PROBLEM REQUIREMENTS >> Reproduce the entries below word for word, starting at the line that contains "like (88, 407)." and continuing through the last line of the entries.

DATASET ENTRIES >>
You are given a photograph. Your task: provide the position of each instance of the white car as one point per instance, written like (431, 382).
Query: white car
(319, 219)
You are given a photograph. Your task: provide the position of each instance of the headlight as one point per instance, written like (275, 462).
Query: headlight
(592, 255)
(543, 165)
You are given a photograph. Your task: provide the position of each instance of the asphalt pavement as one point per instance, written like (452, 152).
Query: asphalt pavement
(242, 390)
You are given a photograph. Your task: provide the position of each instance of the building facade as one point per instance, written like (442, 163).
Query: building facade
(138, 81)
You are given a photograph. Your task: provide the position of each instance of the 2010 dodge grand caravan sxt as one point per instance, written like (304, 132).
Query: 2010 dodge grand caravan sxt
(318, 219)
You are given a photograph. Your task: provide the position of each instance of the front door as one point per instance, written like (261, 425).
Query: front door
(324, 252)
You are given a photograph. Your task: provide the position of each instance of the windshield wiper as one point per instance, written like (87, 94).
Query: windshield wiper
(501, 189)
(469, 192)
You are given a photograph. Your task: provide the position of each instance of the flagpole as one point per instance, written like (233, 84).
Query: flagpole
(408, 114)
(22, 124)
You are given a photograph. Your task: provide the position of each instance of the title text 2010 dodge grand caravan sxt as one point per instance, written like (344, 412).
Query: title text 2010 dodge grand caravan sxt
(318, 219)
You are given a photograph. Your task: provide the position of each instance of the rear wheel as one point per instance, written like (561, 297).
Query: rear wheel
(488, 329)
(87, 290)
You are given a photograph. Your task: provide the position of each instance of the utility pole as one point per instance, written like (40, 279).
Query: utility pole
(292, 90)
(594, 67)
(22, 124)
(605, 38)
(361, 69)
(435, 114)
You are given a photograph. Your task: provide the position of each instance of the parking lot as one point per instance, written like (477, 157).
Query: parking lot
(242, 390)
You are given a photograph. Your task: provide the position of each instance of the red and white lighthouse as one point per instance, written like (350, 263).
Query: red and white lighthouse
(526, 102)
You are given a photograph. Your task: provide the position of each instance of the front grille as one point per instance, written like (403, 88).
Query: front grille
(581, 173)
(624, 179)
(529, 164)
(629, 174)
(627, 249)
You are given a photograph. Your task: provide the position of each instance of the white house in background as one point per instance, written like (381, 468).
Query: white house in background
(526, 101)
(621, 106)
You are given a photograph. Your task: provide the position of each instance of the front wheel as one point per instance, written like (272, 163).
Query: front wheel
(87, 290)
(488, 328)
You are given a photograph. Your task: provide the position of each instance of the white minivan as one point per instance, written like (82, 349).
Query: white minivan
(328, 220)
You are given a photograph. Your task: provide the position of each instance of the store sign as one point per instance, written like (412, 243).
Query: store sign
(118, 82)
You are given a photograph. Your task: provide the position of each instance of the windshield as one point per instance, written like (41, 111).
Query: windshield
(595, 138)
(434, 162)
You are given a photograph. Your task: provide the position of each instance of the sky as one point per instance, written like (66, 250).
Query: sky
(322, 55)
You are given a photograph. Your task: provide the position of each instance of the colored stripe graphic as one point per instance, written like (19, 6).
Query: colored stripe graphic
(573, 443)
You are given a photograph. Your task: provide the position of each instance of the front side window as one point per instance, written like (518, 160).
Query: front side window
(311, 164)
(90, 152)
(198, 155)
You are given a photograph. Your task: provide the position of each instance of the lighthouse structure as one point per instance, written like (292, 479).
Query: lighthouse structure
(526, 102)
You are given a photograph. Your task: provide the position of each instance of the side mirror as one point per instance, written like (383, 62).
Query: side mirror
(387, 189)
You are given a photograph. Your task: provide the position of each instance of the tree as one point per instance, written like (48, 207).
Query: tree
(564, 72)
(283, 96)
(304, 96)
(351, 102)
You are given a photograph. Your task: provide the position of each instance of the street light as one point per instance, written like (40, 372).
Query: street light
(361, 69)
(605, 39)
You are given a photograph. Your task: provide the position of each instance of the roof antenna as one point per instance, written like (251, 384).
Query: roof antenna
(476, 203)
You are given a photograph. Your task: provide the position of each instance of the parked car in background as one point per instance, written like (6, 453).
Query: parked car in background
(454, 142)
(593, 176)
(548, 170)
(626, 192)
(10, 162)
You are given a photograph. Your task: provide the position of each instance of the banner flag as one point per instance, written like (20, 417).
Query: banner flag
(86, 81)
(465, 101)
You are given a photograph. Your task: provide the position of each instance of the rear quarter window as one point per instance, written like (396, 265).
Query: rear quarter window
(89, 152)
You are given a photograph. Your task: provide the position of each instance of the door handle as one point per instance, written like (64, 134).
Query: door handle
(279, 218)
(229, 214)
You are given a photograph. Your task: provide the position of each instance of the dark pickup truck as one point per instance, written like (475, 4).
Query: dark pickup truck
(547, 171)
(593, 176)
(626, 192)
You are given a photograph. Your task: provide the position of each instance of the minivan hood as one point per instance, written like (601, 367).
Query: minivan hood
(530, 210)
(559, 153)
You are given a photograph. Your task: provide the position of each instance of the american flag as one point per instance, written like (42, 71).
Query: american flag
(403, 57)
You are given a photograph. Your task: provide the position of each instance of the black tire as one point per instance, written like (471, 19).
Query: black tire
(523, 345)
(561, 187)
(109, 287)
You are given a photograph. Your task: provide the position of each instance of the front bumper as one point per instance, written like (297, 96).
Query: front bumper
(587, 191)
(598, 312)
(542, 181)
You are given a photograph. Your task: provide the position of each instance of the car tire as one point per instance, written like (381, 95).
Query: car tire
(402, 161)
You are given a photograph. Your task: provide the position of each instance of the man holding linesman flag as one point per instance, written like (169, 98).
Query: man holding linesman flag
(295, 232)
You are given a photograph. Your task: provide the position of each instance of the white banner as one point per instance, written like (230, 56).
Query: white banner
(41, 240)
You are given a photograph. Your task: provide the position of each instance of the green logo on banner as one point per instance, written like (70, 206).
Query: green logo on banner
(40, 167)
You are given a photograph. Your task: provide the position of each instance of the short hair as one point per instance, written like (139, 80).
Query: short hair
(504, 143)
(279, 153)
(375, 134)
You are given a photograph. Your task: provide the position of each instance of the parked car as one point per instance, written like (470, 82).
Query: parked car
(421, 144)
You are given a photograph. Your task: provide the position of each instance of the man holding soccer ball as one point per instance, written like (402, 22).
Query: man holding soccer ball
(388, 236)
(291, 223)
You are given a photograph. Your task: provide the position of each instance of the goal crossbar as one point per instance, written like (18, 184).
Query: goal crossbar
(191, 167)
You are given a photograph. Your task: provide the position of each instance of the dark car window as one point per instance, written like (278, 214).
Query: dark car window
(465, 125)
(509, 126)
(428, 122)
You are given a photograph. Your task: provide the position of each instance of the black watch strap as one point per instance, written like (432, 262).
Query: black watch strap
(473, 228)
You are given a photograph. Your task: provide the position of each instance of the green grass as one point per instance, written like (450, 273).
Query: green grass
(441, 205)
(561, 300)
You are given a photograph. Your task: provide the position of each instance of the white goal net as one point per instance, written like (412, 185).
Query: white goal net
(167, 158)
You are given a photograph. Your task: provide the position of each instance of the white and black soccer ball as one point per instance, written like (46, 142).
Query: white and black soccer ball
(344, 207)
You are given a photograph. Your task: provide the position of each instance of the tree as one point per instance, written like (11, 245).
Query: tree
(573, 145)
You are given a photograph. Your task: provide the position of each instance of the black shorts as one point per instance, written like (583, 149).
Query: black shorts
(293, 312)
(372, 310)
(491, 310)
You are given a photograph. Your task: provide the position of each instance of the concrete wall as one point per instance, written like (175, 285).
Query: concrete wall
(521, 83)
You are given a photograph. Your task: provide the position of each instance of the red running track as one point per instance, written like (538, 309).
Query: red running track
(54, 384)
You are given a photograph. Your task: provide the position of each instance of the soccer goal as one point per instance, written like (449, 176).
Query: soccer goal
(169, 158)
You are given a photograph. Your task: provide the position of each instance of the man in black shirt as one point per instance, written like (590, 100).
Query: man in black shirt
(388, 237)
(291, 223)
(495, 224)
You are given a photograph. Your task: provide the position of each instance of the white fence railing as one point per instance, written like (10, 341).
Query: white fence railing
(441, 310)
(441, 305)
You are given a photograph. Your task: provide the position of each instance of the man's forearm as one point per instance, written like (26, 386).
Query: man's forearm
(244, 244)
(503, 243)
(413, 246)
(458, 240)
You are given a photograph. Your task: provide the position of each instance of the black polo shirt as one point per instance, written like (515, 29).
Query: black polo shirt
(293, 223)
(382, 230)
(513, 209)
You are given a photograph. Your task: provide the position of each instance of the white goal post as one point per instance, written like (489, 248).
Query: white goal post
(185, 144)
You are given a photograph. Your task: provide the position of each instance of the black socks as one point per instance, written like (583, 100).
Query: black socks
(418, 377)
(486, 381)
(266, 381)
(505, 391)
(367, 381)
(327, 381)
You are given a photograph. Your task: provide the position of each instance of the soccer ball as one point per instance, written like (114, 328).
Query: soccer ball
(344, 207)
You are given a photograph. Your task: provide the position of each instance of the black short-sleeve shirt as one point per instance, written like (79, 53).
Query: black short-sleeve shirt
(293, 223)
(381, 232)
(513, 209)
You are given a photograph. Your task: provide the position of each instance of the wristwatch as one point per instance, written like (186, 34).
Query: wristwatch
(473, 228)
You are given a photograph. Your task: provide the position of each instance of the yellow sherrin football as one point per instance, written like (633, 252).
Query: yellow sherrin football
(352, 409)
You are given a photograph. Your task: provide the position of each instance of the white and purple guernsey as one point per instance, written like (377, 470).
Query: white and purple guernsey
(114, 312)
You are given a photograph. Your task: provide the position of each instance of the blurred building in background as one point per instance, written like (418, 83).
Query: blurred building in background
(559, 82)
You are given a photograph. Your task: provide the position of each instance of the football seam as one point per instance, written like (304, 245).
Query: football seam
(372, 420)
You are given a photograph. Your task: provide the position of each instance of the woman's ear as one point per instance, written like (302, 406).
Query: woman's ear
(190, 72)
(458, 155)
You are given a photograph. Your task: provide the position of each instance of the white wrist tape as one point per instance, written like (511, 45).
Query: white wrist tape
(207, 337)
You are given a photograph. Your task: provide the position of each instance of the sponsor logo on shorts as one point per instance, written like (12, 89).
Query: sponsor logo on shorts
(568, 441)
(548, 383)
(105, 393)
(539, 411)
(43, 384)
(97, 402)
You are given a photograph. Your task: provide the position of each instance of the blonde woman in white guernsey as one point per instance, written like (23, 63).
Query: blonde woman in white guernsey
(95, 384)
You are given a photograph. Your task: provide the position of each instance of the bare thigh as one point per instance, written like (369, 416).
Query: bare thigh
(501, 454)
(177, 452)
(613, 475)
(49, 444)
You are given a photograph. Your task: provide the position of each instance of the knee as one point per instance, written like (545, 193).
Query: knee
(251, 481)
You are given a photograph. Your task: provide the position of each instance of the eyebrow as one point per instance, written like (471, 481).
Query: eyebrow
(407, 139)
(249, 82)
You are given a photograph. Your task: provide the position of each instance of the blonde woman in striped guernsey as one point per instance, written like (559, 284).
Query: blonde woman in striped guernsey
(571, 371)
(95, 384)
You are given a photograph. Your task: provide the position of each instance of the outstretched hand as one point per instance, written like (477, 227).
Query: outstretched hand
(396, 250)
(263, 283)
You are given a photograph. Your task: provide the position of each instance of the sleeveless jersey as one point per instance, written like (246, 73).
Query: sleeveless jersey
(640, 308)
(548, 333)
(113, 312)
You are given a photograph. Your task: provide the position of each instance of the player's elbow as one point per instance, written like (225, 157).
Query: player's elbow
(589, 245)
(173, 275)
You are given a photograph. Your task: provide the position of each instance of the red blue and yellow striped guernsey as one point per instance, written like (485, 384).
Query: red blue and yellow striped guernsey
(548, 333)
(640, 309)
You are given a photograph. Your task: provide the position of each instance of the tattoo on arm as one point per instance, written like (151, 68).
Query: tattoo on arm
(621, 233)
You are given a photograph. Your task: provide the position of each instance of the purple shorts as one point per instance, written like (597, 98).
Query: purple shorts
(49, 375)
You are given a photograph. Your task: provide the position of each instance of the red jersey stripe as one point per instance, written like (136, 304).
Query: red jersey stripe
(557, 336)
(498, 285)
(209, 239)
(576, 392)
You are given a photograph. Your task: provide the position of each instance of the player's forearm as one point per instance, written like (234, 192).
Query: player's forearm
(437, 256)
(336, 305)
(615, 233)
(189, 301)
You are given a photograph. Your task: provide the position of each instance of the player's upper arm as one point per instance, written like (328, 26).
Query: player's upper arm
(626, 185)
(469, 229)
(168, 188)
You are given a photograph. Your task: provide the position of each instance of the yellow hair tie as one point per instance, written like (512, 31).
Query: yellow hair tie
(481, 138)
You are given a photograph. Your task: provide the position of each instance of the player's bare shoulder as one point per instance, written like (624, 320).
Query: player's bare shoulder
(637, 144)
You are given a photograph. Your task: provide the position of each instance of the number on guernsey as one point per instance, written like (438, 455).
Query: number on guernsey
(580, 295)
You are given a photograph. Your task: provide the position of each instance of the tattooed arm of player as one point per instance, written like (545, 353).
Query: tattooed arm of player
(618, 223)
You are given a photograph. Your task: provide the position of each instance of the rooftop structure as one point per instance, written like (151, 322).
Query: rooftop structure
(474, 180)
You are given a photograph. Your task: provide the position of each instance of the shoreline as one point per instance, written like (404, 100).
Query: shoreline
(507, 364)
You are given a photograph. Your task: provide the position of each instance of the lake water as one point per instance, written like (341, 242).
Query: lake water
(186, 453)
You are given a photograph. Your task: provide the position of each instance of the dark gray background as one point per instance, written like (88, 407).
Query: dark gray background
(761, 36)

OUTPUT BELOW >>
You are given a photograph. Your task: provide the position of each instance of the dark gray background as one point per instance, written like (88, 407).
Query: dark gray background
(761, 36)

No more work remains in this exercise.